[Set exercise] Please copy the data below, substituting "stone" for every "brick" and leaving everything else unchanged. Omit the pictures from your copy.
= = = =
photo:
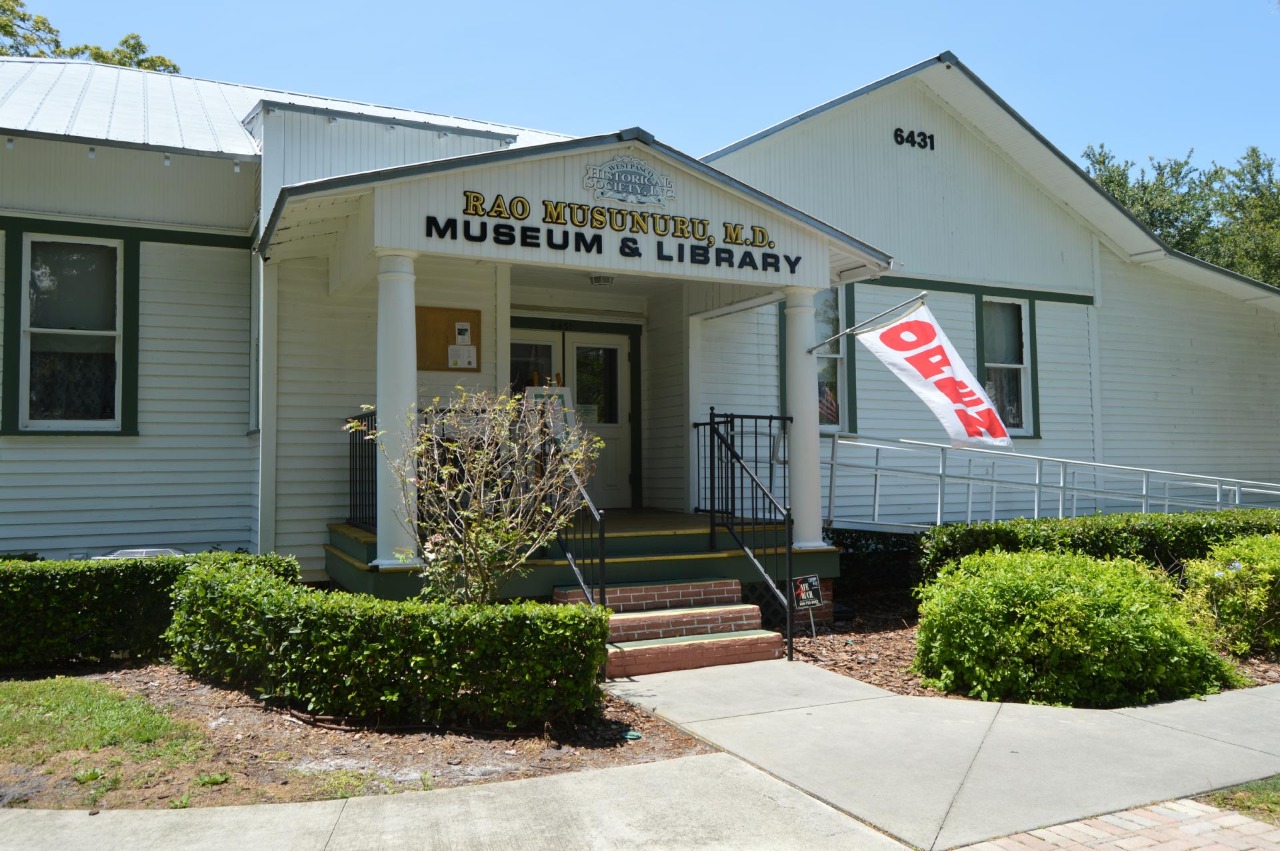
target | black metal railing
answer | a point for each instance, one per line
(362, 471)
(759, 439)
(583, 543)
(746, 506)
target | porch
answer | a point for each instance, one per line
(397, 287)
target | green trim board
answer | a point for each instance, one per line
(16, 230)
(124, 233)
(979, 370)
(632, 334)
(979, 289)
(782, 358)
(850, 364)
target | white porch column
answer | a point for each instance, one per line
(803, 408)
(397, 398)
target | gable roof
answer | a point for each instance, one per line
(1059, 175)
(846, 254)
(77, 100)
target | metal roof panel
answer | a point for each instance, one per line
(88, 101)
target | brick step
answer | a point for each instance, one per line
(654, 655)
(671, 623)
(647, 596)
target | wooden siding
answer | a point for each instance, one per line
(1188, 379)
(961, 211)
(324, 373)
(126, 186)
(664, 399)
(188, 479)
(740, 364)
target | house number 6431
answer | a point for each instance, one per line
(915, 138)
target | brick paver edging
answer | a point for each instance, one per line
(1173, 826)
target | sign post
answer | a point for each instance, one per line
(808, 595)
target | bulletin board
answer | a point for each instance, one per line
(442, 346)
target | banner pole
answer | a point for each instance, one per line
(853, 329)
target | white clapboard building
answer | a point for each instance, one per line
(202, 282)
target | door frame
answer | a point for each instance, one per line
(632, 334)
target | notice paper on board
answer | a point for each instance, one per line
(462, 357)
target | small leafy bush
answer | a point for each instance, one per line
(1063, 628)
(88, 611)
(1168, 540)
(359, 657)
(1237, 589)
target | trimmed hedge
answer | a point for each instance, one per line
(1063, 628)
(1168, 540)
(68, 612)
(1237, 589)
(359, 657)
= = = =
[Full output]
photo:
target | black metal railing
answer | a point for each instance, one per line
(362, 471)
(759, 439)
(583, 543)
(746, 506)
target | porch
answer | a point for each instance, one per line
(397, 287)
target | green trim board
answer | a point for each instance, one per line
(16, 230)
(124, 233)
(979, 370)
(632, 334)
(979, 289)
(782, 358)
(850, 364)
target | white porch column
answer | a point for each instance, one per line
(803, 408)
(397, 398)
target | gable roof
answer | a point for each instance, one per line
(1059, 175)
(846, 254)
(77, 100)
target | metal roof panel
answer | a point for each instance, one per line
(88, 101)
target | stone step
answer | a point for each instance, one per line
(654, 655)
(671, 623)
(647, 596)
target | wooden siding
answer | a point for each instance, one per line
(1188, 379)
(961, 211)
(324, 373)
(126, 186)
(664, 399)
(188, 479)
(740, 364)
target | house number 6431
answer | a point for each instance, one per line
(915, 138)
target | stone paver edging
answer | a point for each instance, one per line
(1173, 826)
target | sign post
answer | a point for each instance, one per line
(808, 595)
target | bulletin board
answer | a point for each instance, one per line
(442, 346)
target | banner pole
answer | a point for each instance, one per line
(853, 329)
target | white clapboard building
answer | a point for each instance, one per line
(202, 282)
target | door frame
answer | a point for each instance, one per line
(632, 334)
target | notice paper on board
answer | a point for each instance, one per line
(462, 357)
target | small leafy bush
answer | a point for each instance, one per line
(1063, 628)
(88, 611)
(1168, 540)
(359, 657)
(1237, 589)
target | trimmed hedge
answer | a point for each instance, one per line
(1063, 628)
(1168, 540)
(68, 612)
(1237, 589)
(359, 657)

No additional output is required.